=== Begin Enclosure ===
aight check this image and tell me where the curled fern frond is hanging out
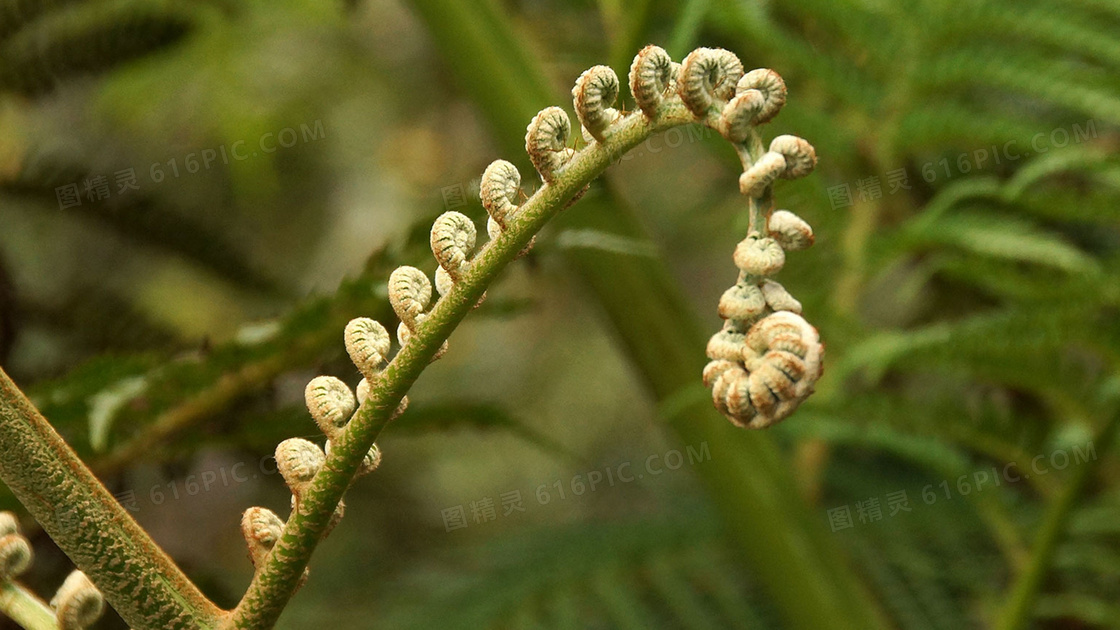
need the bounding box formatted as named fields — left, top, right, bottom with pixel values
left=573, top=65, right=622, bottom=142
left=629, top=44, right=679, bottom=118
left=677, top=53, right=823, bottom=429
left=305, top=376, right=357, bottom=441
left=0, top=0, right=201, bottom=96
left=677, top=47, right=744, bottom=119
left=525, top=106, right=576, bottom=182
left=0, top=533, right=31, bottom=579
left=430, top=211, right=478, bottom=280
left=389, top=266, right=433, bottom=331
left=275, top=438, right=325, bottom=501
left=224, top=45, right=834, bottom=627
left=51, top=570, right=104, bottom=630
left=241, top=507, right=285, bottom=569
left=480, top=160, right=521, bottom=228
left=344, top=317, right=392, bottom=380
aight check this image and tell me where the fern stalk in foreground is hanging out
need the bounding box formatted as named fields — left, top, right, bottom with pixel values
left=0, top=371, right=220, bottom=629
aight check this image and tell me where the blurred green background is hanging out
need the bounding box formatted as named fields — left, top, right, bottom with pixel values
left=1, top=0, right=1119, bottom=628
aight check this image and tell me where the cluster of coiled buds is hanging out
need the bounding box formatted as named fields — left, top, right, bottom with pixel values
left=623, top=45, right=825, bottom=429
left=238, top=46, right=824, bottom=576
left=517, top=45, right=824, bottom=428
left=241, top=319, right=398, bottom=578
left=0, top=512, right=105, bottom=629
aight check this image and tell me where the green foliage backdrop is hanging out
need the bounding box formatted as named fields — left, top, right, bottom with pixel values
left=0, top=0, right=1118, bottom=628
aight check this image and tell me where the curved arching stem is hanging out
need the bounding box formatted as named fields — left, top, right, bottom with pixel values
left=224, top=103, right=697, bottom=629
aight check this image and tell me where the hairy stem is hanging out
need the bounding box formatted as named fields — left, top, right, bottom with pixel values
left=225, top=103, right=697, bottom=630
left=0, top=581, right=55, bottom=630
left=0, top=369, right=222, bottom=630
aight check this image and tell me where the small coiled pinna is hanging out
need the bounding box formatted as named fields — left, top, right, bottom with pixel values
left=430, top=211, right=477, bottom=280
left=573, top=65, right=622, bottom=142
left=305, top=376, right=357, bottom=442
left=525, top=107, right=576, bottom=183
left=344, top=317, right=392, bottom=380
left=51, top=571, right=104, bottom=630
left=768, top=210, right=814, bottom=251
left=388, top=266, right=432, bottom=330
left=0, top=513, right=31, bottom=580
left=629, top=45, right=678, bottom=118
left=738, top=135, right=817, bottom=197
left=677, top=47, right=744, bottom=119
left=276, top=438, right=325, bottom=502
left=480, top=160, right=521, bottom=229
left=241, top=506, right=284, bottom=569
left=737, top=69, right=787, bottom=124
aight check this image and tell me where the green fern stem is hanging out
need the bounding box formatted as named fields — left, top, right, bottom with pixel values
left=0, top=369, right=223, bottom=630
left=994, top=411, right=1120, bottom=630
left=0, top=580, right=55, bottom=630
left=224, top=100, right=698, bottom=630
left=738, top=129, right=769, bottom=234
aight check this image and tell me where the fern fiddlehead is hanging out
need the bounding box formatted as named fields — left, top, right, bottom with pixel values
left=221, top=44, right=823, bottom=629
left=663, top=46, right=824, bottom=430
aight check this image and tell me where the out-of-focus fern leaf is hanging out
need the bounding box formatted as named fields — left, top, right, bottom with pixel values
left=848, top=535, right=942, bottom=630
left=892, top=105, right=1049, bottom=153
left=0, top=0, right=86, bottom=42
left=1034, top=593, right=1120, bottom=628
left=388, top=401, right=581, bottom=463
left=1045, top=491, right=1120, bottom=627
left=23, top=245, right=405, bottom=459
left=785, top=413, right=971, bottom=477
left=835, top=307, right=1107, bottom=403
left=1002, top=146, right=1114, bottom=200
left=922, top=47, right=1120, bottom=125
left=680, top=2, right=1120, bottom=627
left=0, top=0, right=214, bottom=95
left=936, top=2, right=1120, bottom=71
left=930, top=255, right=1110, bottom=303
left=901, top=211, right=1099, bottom=274
left=379, top=513, right=782, bottom=630
left=4, top=161, right=280, bottom=292
left=827, top=447, right=1008, bottom=630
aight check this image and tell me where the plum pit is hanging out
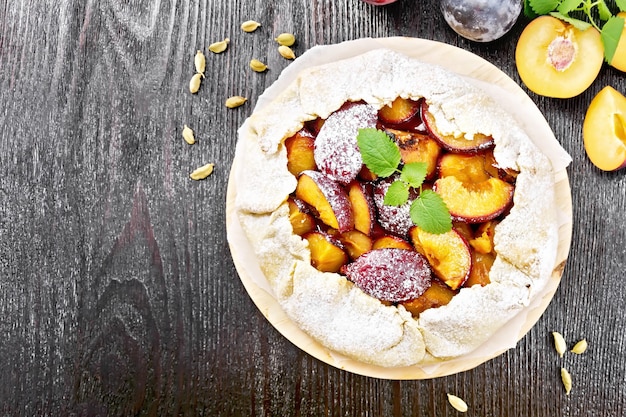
=== End Enclosure ===
# Work item:
Hand back the data exactly as it appears, with all pictures cut.

# Response:
aight check this image and tell me where the curled fern frond is hanging out
need the bounding box formatted as named fields — left, top, right, bottom with pixel values
left=573, top=65, right=622, bottom=142
left=629, top=44, right=679, bottom=118
left=677, top=53, right=823, bottom=429
left=305, top=376, right=357, bottom=441
left=0, top=0, right=201, bottom=96
left=677, top=47, right=744, bottom=119
left=525, top=106, right=576, bottom=182
left=0, top=533, right=31, bottom=579
left=430, top=211, right=478, bottom=280
left=389, top=266, right=433, bottom=331
left=275, top=438, right=325, bottom=501
left=224, top=45, right=834, bottom=627
left=51, top=570, right=104, bottom=630
left=241, top=507, right=285, bottom=569
left=480, top=160, right=521, bottom=228
left=344, top=317, right=392, bottom=380
aight check this image and tell me where the fern stalk in foreground is hanging out
need the bounding box formatted as named fields — left, top, right, bottom with pixel values
left=0, top=371, right=220, bottom=629
aight check this image and tell me where the blurred green background is hanging out
need the bounding box formatted as named fields — left, top, right, bottom with pixel values
left=1, top=0, right=1119, bottom=628
aight check this image and tell me where the cluster of coiled buds is hanging out
need the bounding box formatted as named fields — left, top, right, bottom with pixel values
left=623, top=45, right=825, bottom=429
left=238, top=46, right=824, bottom=576
left=517, top=45, right=824, bottom=428
left=241, top=319, right=398, bottom=578
left=0, top=512, right=105, bottom=629
aight check this image and tell me where the green foliage backdrop is hanging out
need the bounding box formatted as named fields — left, top, right, bottom with pixel values
left=0, top=0, right=1118, bottom=628
aight check this image and tell me where the curved arching stem is hanging out
need the bounding box formatted as named fields — left, top, right, bottom with pixel values
left=224, top=103, right=697, bottom=629
aight check this image and tell me where the hairy stem is hanging out
need the bounding box formatted as named fields — left, top, right, bottom with pixel values
left=225, top=103, right=697, bottom=630
left=0, top=581, right=55, bottom=630
left=0, top=369, right=222, bottom=630
aight check this image and tell me where the small coiled pinna is hanging out
need the bounding box formatted as named fields — left, top, right, bottom with pixel values
left=430, top=211, right=477, bottom=280
left=573, top=65, right=622, bottom=142
left=305, top=376, right=357, bottom=442
left=525, top=107, right=576, bottom=183
left=344, top=317, right=392, bottom=380
left=51, top=571, right=104, bottom=630
left=768, top=210, right=814, bottom=251
left=388, top=266, right=432, bottom=330
left=0, top=513, right=31, bottom=580
left=629, top=45, right=678, bottom=118
left=738, top=135, right=817, bottom=197
left=677, top=47, right=744, bottom=119
left=276, top=438, right=325, bottom=502
left=480, top=160, right=521, bottom=229
left=241, top=506, right=284, bottom=569
left=737, top=69, right=787, bottom=124
aight check this image and tell me where the green fern stem is hanging out
need the bounding box formatted as named fields — left, top, right, bottom with pixel values
left=0, top=369, right=223, bottom=630
left=994, top=411, right=1120, bottom=630
left=0, top=580, right=55, bottom=630
left=224, top=100, right=698, bottom=630
left=738, top=129, right=769, bottom=234
aight check this image and tell me where the fern fiddlehead is hanging out
need the bounding box formatted as named fields — left, top, right, bottom with pixel values
left=221, top=44, right=823, bottom=629
left=663, top=46, right=824, bottom=430
aight check this image and tell me where the out-of-focus fern leaf is hanging out
need the bounding box formatted as named fields — left, top, right, bottom with pixel values
left=848, top=535, right=942, bottom=630
left=892, top=105, right=1049, bottom=153
left=0, top=0, right=86, bottom=42
left=1034, top=593, right=1120, bottom=628
left=388, top=401, right=581, bottom=463
left=1045, top=491, right=1120, bottom=627
left=23, top=245, right=405, bottom=459
left=785, top=413, right=971, bottom=477
left=835, top=307, right=1107, bottom=403
left=1002, top=146, right=1114, bottom=200
left=922, top=47, right=1120, bottom=125
left=680, top=2, right=1120, bottom=627
left=0, top=0, right=214, bottom=95
left=936, top=2, right=1120, bottom=71
left=930, top=255, right=1110, bottom=303
left=901, top=211, right=1099, bottom=274
left=379, top=513, right=782, bottom=630
left=4, top=161, right=280, bottom=292
left=827, top=447, right=1008, bottom=630
aight check this image and tell me where the plum pit is hanging out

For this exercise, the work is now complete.